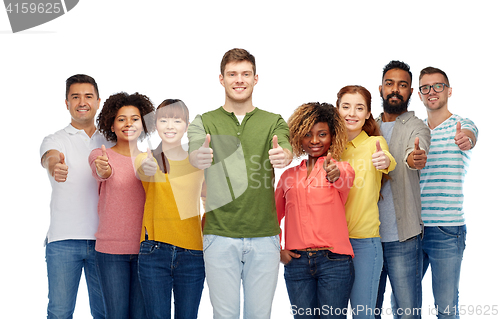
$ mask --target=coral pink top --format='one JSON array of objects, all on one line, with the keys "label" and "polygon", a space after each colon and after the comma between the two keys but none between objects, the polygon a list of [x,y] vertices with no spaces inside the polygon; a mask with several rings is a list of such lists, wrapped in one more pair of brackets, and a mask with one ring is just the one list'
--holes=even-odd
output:
[{"label": "coral pink top", "polygon": [[285,249],[332,247],[333,253],[354,256],[344,208],[354,170],[347,162],[336,162],[340,178],[330,183],[324,160],[318,158],[309,177],[303,160],[287,169],[276,186],[278,221],[286,217]]},{"label": "coral pink top", "polygon": [[142,216],[146,196],[141,181],[136,177],[134,157],[106,150],[111,176],[100,178],[95,160],[102,154],[100,148],[89,156],[92,175],[98,182],[99,226],[95,249],[107,254],[138,254],[141,243]]}]

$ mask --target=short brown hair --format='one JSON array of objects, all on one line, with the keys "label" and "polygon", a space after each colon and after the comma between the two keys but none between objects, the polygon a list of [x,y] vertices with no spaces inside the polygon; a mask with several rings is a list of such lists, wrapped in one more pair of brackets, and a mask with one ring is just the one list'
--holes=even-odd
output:
[{"label": "short brown hair", "polygon": [[436,74],[436,73],[442,74],[444,76],[444,81],[446,85],[450,85],[450,81],[448,80],[448,76],[446,75],[446,73],[443,70],[432,66],[428,66],[425,69],[422,69],[422,71],[420,71],[420,76],[418,77],[418,81],[420,82],[420,80],[422,80],[422,77],[426,74]]},{"label": "short brown hair", "polygon": [[220,74],[224,75],[226,64],[242,61],[250,62],[252,64],[253,74],[257,74],[257,68],[255,67],[255,57],[245,49],[231,49],[227,51],[222,57],[222,61],[220,62]]}]

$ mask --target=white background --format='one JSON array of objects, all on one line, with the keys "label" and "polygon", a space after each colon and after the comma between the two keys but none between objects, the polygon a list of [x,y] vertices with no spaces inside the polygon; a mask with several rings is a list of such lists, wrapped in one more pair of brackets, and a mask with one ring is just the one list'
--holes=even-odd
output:
[{"label": "white background", "polygon": [[[17,34],[0,10],[2,318],[46,316],[43,240],[50,185],[39,146],[69,122],[65,80],[76,73],[93,76],[102,102],[119,91],[146,94],[155,105],[180,98],[193,119],[224,103],[219,64],[235,47],[257,59],[254,105],[285,120],[302,103],[335,103],[338,90],[349,84],[370,90],[378,115],[382,68],[392,59],[411,66],[415,91],[409,109],[425,118],[418,74],[429,65],[445,70],[453,87],[450,110],[472,119],[480,131],[466,179],[468,237],[460,287],[463,310],[475,310],[463,318],[500,307],[498,5],[463,3],[82,0],[66,15]],[[282,271],[273,318],[291,318]],[[433,304],[429,279],[423,283],[424,318],[431,317]],[[84,281],[81,288],[75,318],[89,318]],[[200,318],[211,318],[211,311],[205,287]],[[494,317],[489,313],[484,317]]]}]

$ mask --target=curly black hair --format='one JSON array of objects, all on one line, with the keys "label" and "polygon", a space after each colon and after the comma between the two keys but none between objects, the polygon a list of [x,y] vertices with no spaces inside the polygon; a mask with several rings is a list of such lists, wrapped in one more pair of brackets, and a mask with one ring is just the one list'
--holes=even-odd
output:
[{"label": "curly black hair", "polygon": [[[153,102],[151,102],[147,96],[139,93],[131,95],[125,92],[116,93],[111,95],[104,102],[101,113],[99,113],[99,116],[97,117],[97,128],[108,141],[116,142],[116,134],[111,131],[111,127],[113,126],[118,110],[129,105],[135,106],[141,113],[143,132],[141,133],[139,140],[143,140],[152,132],[151,128],[155,127],[155,107],[153,106]],[[146,116],[147,114],[151,114],[152,116]]]},{"label": "curly black hair", "polygon": [[387,63],[386,66],[384,66],[384,70],[382,71],[382,79],[384,78],[385,74],[392,69],[400,69],[408,72],[408,74],[410,75],[410,80],[412,80],[410,66],[404,63],[403,61],[398,61],[398,60],[392,60],[391,62]]},{"label": "curly black hair", "polygon": [[311,102],[299,106],[288,119],[290,128],[290,144],[293,155],[300,157],[305,154],[302,149],[302,139],[309,133],[316,123],[328,124],[332,134],[330,153],[332,158],[339,160],[347,143],[347,128],[344,120],[333,105],[329,103]]}]

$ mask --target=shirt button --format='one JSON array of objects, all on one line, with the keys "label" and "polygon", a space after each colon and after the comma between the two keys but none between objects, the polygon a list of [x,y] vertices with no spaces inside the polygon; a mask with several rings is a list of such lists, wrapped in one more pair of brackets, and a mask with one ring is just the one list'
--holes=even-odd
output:
[{"label": "shirt button", "polygon": [[237,134],[237,135],[240,135],[241,133],[240,133],[240,132],[238,132],[238,133],[236,133],[236,134]]}]

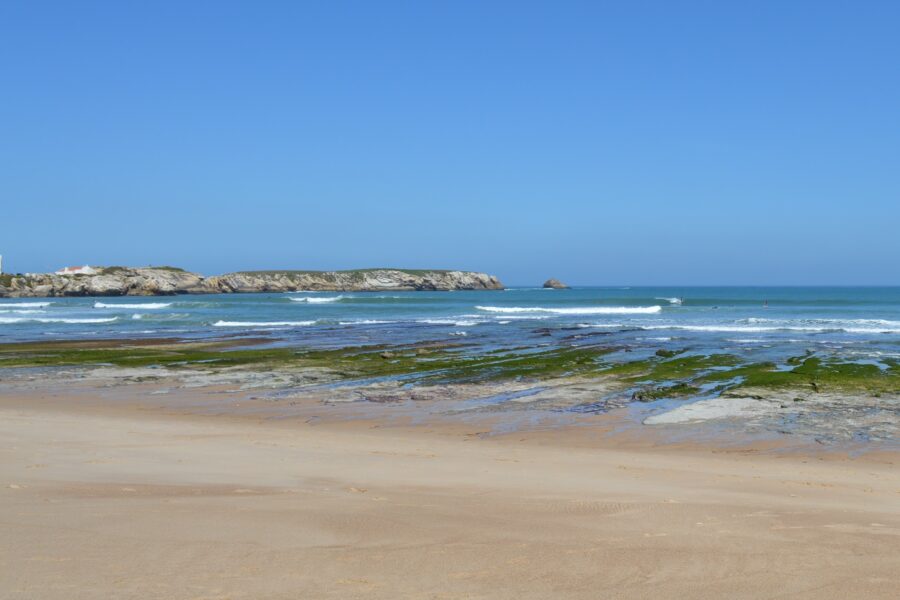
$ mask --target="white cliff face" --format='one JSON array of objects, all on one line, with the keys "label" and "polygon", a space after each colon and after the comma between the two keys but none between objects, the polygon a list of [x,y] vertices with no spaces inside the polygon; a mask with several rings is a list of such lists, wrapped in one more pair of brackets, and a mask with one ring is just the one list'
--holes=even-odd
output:
[{"label": "white cliff face", "polygon": [[235,292],[497,290],[503,284],[468,271],[259,271],[204,278],[168,267],[100,269],[96,275],[0,276],[0,297],[166,296]]}]

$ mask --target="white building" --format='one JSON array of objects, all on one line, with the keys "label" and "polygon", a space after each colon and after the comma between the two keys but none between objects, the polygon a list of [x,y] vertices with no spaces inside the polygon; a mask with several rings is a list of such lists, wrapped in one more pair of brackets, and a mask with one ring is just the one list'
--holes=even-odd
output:
[{"label": "white building", "polygon": [[84,265],[83,267],[63,267],[56,272],[57,275],[96,275],[97,269]]}]

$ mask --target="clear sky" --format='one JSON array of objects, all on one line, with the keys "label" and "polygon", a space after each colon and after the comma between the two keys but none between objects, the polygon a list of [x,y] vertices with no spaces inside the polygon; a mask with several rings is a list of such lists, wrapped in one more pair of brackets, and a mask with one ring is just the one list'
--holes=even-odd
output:
[{"label": "clear sky", "polygon": [[900,2],[0,3],[6,271],[900,284]]}]

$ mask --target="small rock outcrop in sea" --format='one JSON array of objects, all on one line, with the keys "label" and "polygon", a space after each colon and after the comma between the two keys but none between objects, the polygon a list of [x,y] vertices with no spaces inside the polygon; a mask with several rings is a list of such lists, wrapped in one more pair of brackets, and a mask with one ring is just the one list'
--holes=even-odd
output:
[{"label": "small rock outcrop in sea", "polygon": [[563,283],[562,281],[560,281],[559,279],[548,279],[547,281],[544,282],[544,287],[545,287],[545,288],[553,288],[554,290],[567,290],[567,289],[569,289],[569,286],[567,286],[566,284],[564,284],[564,283]]},{"label": "small rock outcrop in sea", "polygon": [[204,277],[175,267],[103,267],[95,274],[0,275],[0,298],[502,289],[499,279],[485,273],[407,269],[248,271]]}]

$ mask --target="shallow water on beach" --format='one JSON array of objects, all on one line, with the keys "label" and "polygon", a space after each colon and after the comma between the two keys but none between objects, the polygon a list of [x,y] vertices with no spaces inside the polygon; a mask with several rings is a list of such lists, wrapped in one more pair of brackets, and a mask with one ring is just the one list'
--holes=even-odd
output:
[{"label": "shallow water on beach", "polygon": [[[0,299],[0,340],[266,333],[305,347],[452,339],[479,349],[601,338],[776,358],[900,356],[900,288],[592,287]],[[633,357],[631,357],[633,358]]]}]

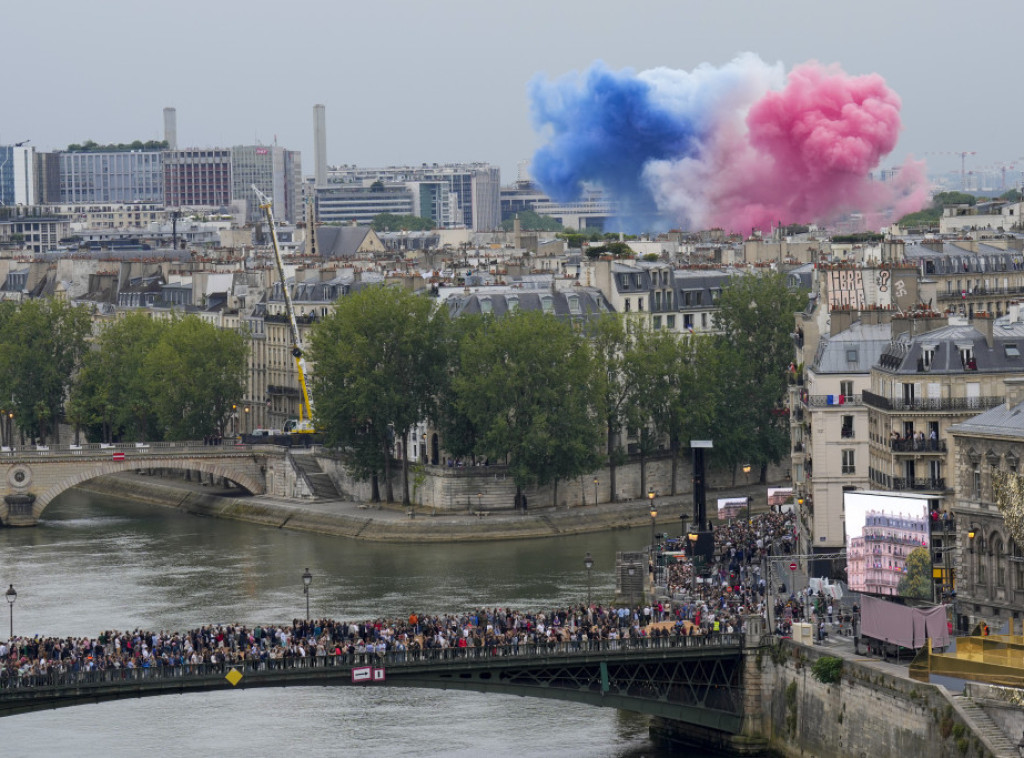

+-------+

- **What you have to do**: Transcribe every entry word for word, but skip the pictures.

- **Answer for this exercise**:
$ mask --target=coral pink top --format='one JSON array of objects, all on one line, with the keys "label" and "polygon", a space after each colon and after the comma between the two keys but none between objects, the polygon a list of [x,y] vertices with no spaces inside the polygon; a mask with several rings is a list of such lists, wrapped in one more pair of brackets, and a mask with one ring is just the one list'
--holes=even-odd
output:
[{"label": "coral pink top", "polygon": [[285,249],[332,247],[333,253],[354,256],[344,208],[354,170],[347,162],[336,162],[340,178],[330,183],[324,160],[318,158],[309,177],[303,160],[287,169],[276,186],[278,221],[286,217]]},{"label": "coral pink top", "polygon": [[142,216],[146,196],[141,181],[136,177],[134,157],[106,150],[111,176],[100,178],[95,160],[102,154],[100,148],[89,156],[92,175],[98,182],[99,226],[95,249],[107,254],[138,254],[141,243]]}]

$ mask --target=short brown hair --format='one JSON array of objects, all on one line, with the keys "label" and "polygon", a space after each colon and after the comma between the two keys but none between objects, the polygon a list of [x,y] vertices with no spaces inside the polygon; a mask with several rings is a list of such lists, wrapped in one more pair of brackets, and a mask with one ring is just the one list'
--holes=even-odd
output:
[{"label": "short brown hair", "polygon": [[436,74],[436,73],[442,74],[444,76],[444,81],[446,85],[450,85],[450,81],[448,80],[448,76],[446,75],[446,73],[443,70],[432,66],[428,66],[425,69],[422,69],[422,71],[420,71],[420,76],[418,77],[418,81],[420,82],[420,80],[422,80],[422,77],[426,74]]},{"label": "short brown hair", "polygon": [[220,74],[224,75],[226,64],[242,61],[250,62],[252,64],[253,74],[257,74],[257,68],[255,67],[255,57],[245,49],[231,49],[227,51],[222,57],[222,61],[220,62]]}]

$ mask --target=white background --format='one JSON array of objects, all on one line, with the keys "label" and "polygon", a space after each colon and after the comma between the two keys but none between objects, the polygon a list of [x,y] vertices with no spaces inside the polygon; a mask with several rings is a list of such lists, wrapped in one more pair of brackets, and a mask with one ring is just the one list'
--holes=even-odd
output:
[{"label": "white background", "polygon": [[[17,34],[0,10],[2,318],[46,316],[43,240],[50,185],[39,146],[69,122],[65,80],[76,73],[93,76],[102,102],[119,91],[146,94],[155,105],[180,98],[193,119],[224,103],[219,64],[235,47],[257,59],[254,105],[285,120],[302,103],[335,103],[338,90],[349,84],[370,90],[378,115],[382,68],[392,59],[411,66],[415,91],[409,109],[425,118],[418,74],[429,65],[445,70],[453,87],[450,110],[472,119],[480,131],[466,179],[468,237],[460,287],[463,310],[475,310],[463,318],[500,307],[498,5],[463,3],[82,0],[66,15]],[[282,271],[273,318],[291,318]],[[433,304],[429,279],[423,283],[424,318],[431,317]],[[84,281],[81,288],[75,318],[89,318]],[[200,318],[211,318],[211,311],[205,287]],[[494,317],[489,313],[484,317]]]}]

$ mask --target=curly black hair --format='one JSON array of objects, all on one line, with the keys "label" and "polygon", a space after each colon and after the comma between the two keys but none between objects, the polygon a list of [x,y] vertices with no spaces inside the polygon; a mask with several rings is a list of such lists, wrapped in one more pair of brackets, and a mask with one ring is just the one list'
--holes=even-odd
output:
[{"label": "curly black hair", "polygon": [[[153,102],[151,102],[147,96],[139,93],[131,95],[125,92],[116,93],[111,95],[104,102],[101,113],[99,113],[99,116],[97,117],[97,128],[108,141],[116,142],[116,134],[111,131],[111,127],[113,126],[118,110],[129,105],[135,106],[141,113],[143,132],[141,133],[139,140],[143,140],[152,132],[151,128],[155,127],[155,107],[153,106]],[[146,116],[147,114],[151,114],[152,116]]]},{"label": "curly black hair", "polygon": [[387,63],[386,66],[384,66],[384,70],[382,71],[382,79],[384,78],[385,74],[392,69],[400,69],[408,72],[408,74],[410,75],[410,80],[412,80],[410,66],[404,63],[403,61],[398,61],[398,60],[392,60],[391,62]]},{"label": "curly black hair", "polygon": [[311,102],[299,106],[288,119],[290,128],[290,144],[293,155],[300,157],[305,154],[302,149],[302,139],[309,133],[316,123],[328,124],[332,134],[330,153],[332,158],[339,160],[347,143],[347,128],[344,120],[333,105],[329,103]]}]

$ mask --target=shirt button --format='one JSON array of objects, all on one line, with the keys "label" and "polygon", a space after each colon and after the comma between the two keys but none between objects, the polygon a list of [x,y] vertices with no spaces inside the polygon; a mask with several rings is a list of such lists, wrapped in one more pair of brackets, and a mask with one ring is just the one list'
--holes=even-odd
output:
[{"label": "shirt button", "polygon": [[237,134],[237,135],[240,135],[241,133],[240,133],[240,132],[238,132],[238,133],[236,133],[236,134]]}]

$ mask --target="white cliff face" --format='one JSON array of objects, all on one line, with the keys "label" and "polygon", a space after each colon and after the comma between the two keys but none between objects, the polygon a list of [x,y] vertices with no spaces inside the polygon; a mask with several rings is a list of such lists, wrapped in one more pair of brackets, and a mask with one ring is just the one list'
--holes=even-odd
output:
[{"label": "white cliff face", "polygon": [[235,292],[497,290],[503,284],[468,271],[259,271],[204,278],[168,267],[100,269],[96,275],[0,276],[0,297],[166,296]]}]

$ mask --target="white building" --format='one JSON array of objects, all on one line, with the keys "label" and "polygon", a space after each colon and after the comma between the two keys but none between objects, the polygon a list of [x,y] vertices with no spaces inside the polygon; a mask with several rings is a list of such lists, wrapped in one more pair of brackets, and a mask with one ring is just the one list'
--holes=even-odd
output:
[{"label": "white building", "polygon": [[84,265],[83,267],[63,267],[56,272],[57,275],[96,275],[97,269]]}]

$ mask --target="clear sky" --format='one JSON array of objects, all on one line, with the keys "label" and "polygon", a space after each colon and after the comma between the two keys but none between objects, the polygon a list of [x,y] vertices with no spaces inside the polygon; a mask with several rings is a list of such lists, wrapped in one more pair of brackets, and a mask with one ring is just the one list'
--holes=even-odd
output:
[{"label": "clear sky", "polygon": [[900,2],[0,3],[6,271],[900,284]]}]

$ mask --target="small rock outcrop in sea" --format='one JSON array of objects, all on one line, with the keys "label" and "polygon", a space after each colon and after the comma between the two keys but none between objects, the polygon a list of [x,y] vertices with no spaces inside the polygon; a mask with several rings is a list of such lists, wrapped in one more pair of brackets, and a mask with one ring is just the one list'
--holes=even-odd
output:
[{"label": "small rock outcrop in sea", "polygon": [[563,283],[562,281],[560,281],[559,279],[548,279],[547,281],[544,282],[544,287],[545,287],[545,288],[553,288],[554,290],[567,290],[567,289],[569,289],[569,286],[567,286],[566,284],[564,284],[564,283]]},{"label": "small rock outcrop in sea", "polygon": [[204,277],[175,267],[103,267],[95,274],[0,275],[0,298],[502,289],[499,279],[485,273],[407,269],[248,271]]}]

$ mask --target="shallow water on beach" --format='one JSON array of objects, all on one line, with the keys "label" and "polygon", a space after each colon and after the comma between the two keys but none between objects, the polygon a list of [x,y] vertices with no spaces inside the polygon; a mask with several rings is a list of such lists, wrapped in one more pair of brackets, and a mask with one ring is just the one list'
--holes=even-odd
output:
[{"label": "shallow water on beach", "polygon": [[[0,299],[0,340],[266,333],[305,347],[452,339],[479,349],[601,338],[776,358],[900,356],[900,288],[592,287]],[[633,357],[631,357],[633,358]]]}]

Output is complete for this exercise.